*AIM OF THE EXERCISE:*
Beginning at the line containing "phrase -- mobile phone held up" and continuing to the end of the records below, give each line again exactly as it stands, and only those lines.

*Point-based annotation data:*
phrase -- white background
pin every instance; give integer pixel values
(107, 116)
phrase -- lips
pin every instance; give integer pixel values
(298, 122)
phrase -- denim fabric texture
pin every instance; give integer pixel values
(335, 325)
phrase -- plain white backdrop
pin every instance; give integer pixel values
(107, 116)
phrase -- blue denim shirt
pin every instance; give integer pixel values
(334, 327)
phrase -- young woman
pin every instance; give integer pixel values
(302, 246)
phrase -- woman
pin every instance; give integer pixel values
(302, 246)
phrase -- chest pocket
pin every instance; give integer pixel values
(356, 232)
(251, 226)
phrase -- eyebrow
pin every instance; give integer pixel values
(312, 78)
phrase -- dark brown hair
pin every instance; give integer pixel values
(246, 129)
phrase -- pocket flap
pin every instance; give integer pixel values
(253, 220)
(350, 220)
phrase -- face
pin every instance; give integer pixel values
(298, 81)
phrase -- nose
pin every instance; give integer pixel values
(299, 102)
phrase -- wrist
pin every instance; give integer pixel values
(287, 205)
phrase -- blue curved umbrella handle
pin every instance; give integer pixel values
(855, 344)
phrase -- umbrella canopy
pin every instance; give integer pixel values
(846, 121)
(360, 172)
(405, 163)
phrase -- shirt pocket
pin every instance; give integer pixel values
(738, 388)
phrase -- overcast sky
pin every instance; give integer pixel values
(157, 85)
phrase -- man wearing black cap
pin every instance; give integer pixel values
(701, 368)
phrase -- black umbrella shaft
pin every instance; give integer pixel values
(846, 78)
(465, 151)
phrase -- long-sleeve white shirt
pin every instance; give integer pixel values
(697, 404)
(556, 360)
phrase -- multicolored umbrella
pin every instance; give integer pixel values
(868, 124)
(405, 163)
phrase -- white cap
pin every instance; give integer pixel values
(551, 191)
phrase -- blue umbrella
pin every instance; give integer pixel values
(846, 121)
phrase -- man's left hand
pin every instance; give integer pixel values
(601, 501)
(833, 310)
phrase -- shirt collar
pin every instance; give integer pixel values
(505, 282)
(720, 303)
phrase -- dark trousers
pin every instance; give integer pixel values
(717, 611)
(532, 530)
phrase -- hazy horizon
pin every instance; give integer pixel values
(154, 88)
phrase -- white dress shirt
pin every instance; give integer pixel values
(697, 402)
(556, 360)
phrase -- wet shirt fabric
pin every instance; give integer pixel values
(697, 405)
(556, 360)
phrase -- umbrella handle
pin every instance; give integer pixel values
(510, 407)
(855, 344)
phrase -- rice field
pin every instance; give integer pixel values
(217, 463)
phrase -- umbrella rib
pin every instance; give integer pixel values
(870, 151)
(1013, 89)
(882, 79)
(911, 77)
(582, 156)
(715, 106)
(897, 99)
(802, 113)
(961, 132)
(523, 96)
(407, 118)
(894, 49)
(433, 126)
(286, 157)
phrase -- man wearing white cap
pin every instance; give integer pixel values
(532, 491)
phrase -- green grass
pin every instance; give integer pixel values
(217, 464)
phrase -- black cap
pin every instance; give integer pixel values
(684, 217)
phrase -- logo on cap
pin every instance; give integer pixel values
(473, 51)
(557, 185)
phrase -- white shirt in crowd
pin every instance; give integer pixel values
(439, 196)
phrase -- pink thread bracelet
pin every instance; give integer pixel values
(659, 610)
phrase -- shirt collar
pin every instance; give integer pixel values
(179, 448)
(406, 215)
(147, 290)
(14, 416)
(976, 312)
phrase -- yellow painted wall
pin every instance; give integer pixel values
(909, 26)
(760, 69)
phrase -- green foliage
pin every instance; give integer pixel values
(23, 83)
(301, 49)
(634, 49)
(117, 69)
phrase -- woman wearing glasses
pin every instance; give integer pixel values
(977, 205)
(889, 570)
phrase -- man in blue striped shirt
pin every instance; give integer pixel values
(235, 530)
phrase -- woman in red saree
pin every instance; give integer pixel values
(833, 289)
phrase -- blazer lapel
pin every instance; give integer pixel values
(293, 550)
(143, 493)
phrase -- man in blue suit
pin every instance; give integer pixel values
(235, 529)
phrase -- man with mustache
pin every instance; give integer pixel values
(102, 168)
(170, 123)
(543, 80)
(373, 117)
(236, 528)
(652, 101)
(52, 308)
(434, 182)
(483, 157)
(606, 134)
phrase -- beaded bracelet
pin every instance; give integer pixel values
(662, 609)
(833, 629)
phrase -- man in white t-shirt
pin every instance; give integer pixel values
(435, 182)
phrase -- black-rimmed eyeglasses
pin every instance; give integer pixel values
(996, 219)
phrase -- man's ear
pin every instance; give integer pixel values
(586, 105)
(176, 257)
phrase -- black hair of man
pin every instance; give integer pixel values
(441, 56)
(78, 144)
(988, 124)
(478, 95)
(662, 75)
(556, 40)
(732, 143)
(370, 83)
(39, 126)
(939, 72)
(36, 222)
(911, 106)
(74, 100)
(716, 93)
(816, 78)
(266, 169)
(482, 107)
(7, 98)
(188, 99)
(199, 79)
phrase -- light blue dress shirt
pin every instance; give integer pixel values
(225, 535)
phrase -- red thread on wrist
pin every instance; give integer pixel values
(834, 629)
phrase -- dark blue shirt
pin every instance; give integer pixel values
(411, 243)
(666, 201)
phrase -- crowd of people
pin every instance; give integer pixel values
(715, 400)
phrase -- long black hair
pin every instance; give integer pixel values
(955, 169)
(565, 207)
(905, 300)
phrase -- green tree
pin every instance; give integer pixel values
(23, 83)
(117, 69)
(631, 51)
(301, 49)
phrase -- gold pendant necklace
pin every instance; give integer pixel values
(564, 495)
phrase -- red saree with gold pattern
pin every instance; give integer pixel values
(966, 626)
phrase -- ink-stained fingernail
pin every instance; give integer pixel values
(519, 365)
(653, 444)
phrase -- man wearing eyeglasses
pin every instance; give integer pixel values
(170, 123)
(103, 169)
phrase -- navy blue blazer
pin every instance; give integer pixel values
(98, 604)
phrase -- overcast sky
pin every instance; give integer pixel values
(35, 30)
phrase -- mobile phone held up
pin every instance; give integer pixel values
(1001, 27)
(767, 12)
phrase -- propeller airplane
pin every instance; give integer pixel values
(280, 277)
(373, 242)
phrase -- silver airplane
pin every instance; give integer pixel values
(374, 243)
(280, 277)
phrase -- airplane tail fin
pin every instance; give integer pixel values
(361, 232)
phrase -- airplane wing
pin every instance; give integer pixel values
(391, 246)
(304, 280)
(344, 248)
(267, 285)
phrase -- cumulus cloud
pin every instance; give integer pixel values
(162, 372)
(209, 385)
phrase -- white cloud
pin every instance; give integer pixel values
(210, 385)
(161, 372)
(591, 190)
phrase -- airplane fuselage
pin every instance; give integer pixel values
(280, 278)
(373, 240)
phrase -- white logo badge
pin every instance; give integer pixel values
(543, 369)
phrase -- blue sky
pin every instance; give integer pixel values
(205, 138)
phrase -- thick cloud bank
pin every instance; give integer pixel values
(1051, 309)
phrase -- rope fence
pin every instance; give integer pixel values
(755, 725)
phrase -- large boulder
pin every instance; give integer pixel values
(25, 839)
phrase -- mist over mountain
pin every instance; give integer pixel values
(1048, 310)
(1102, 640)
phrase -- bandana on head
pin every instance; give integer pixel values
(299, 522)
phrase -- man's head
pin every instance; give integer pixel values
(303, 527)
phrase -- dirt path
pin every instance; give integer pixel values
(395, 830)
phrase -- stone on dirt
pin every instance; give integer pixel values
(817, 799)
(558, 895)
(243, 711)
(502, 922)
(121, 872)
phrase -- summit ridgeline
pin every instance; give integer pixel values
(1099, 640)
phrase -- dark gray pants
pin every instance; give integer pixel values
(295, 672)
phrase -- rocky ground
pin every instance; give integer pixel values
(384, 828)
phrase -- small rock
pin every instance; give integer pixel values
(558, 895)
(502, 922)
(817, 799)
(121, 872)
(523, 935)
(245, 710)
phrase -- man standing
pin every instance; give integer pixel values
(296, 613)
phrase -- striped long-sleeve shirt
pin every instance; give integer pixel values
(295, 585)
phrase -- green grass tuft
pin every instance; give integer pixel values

*TASK ANSWER:*
phrase -- mobile phone held up
pin every instance; give integer pixel values
(1001, 27)
(767, 12)
phrase -- propeller airplane
pin every instance; give integer pixel values
(280, 277)
(373, 242)
phrase -- silver airplane
pin every instance; give integer pixel values
(374, 243)
(280, 277)
phrase -- airplane tail fin
pin every instance; give integer pixel values
(361, 232)
phrase -- airplane wing
pin every instance; give integer pixel values
(391, 246)
(304, 280)
(344, 248)
(267, 285)
phrase -- cumulus cloud
pin every instance; give integer pixel values
(162, 372)
(209, 385)
phrase -- white cloud
pin every instance; give integer pixel values
(210, 385)
(161, 372)
(591, 190)
phrase -- airplane fuselage
pin every instance; give integer pixel values
(280, 278)
(373, 240)
phrase -- white logo badge
pin every instance; give integer pixel values
(543, 369)
phrase -- blue sky
pin every instance; give integer pixel values
(205, 138)
phrase -- thick cloud bank
pin every instance; give integer pixel values
(1051, 309)
phrase -- rope fence
pin every instance; give integer pixel values
(755, 725)
phrase -- large boulder
pin every instance; give integer pixel values
(25, 839)
phrase -- mist over mountain
pin every instance; give integer pixel values
(1048, 310)
(1102, 640)
phrase -- bandana on head
pin every instance; give integer pixel values
(299, 522)
phrase -- man's head
pin every instance; give integer pixel values
(303, 527)
phrase -- dirt path
pin every instance; give integer pixel values
(395, 830)
phrase -- stone on dirt
pin every instance; give integer pixel values
(817, 799)
(558, 895)
(243, 711)
(502, 922)
(121, 872)
phrase -- summit ridgeline
pin every instance; give integer pixel values
(1099, 640)
phrase -- dark gray pants
pin every instance; give integer pixel values
(295, 672)
phrase -- rocky ground
pin every instance; give integer pixel values
(384, 828)
phrase -- small rock
pin every instance; give integer pixel values
(558, 895)
(502, 922)
(817, 799)
(121, 872)
(523, 935)
(245, 710)
phrase -- man standing
pin every instance; give integer pixel values
(296, 613)
phrase -- striped long-sleeve shirt
pin every instance; give integer pixel values
(295, 585)
phrase -- green grass tuft
pin every instance; give integer pixel values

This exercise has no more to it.